Copy each line containing "instance" from the listing below.
━━ Records for processing ━━
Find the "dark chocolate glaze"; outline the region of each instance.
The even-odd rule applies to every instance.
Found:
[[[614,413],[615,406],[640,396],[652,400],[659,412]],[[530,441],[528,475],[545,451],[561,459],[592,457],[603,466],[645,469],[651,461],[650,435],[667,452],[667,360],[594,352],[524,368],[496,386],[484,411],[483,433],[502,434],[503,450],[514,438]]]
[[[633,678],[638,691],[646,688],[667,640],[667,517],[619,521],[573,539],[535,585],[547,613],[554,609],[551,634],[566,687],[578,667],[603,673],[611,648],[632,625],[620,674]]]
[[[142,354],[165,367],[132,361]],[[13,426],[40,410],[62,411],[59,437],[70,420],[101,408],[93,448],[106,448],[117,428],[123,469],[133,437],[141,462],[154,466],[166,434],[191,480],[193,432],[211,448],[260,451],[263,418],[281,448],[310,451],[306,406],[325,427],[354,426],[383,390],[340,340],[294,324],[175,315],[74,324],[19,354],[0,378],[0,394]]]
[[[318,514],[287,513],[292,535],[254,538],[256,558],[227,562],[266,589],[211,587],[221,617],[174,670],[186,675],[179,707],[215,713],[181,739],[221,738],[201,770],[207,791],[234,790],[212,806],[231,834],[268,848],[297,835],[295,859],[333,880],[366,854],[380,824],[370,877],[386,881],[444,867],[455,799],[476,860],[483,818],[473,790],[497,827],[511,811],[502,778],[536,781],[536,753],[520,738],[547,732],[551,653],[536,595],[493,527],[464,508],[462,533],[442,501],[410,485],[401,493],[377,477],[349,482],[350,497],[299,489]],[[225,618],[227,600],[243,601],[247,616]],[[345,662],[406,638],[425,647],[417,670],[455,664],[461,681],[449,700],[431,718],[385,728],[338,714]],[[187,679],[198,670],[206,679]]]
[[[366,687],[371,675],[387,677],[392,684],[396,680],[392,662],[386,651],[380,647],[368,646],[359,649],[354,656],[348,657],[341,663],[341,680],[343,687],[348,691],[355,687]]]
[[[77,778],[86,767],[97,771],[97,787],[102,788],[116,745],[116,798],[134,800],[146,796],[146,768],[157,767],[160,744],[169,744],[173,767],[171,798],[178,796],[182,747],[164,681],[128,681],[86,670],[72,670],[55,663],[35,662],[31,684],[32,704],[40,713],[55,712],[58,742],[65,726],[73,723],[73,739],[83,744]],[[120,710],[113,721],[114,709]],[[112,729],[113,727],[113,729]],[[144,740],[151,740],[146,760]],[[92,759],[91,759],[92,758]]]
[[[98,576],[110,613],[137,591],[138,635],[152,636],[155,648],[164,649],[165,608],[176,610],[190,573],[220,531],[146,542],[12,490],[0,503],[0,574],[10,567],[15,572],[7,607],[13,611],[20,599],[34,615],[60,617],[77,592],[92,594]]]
━━━
▶ [Result]
Find the "dark chocolate glaze"; outline the region of each instance.
The even-odd rule applies to every instance.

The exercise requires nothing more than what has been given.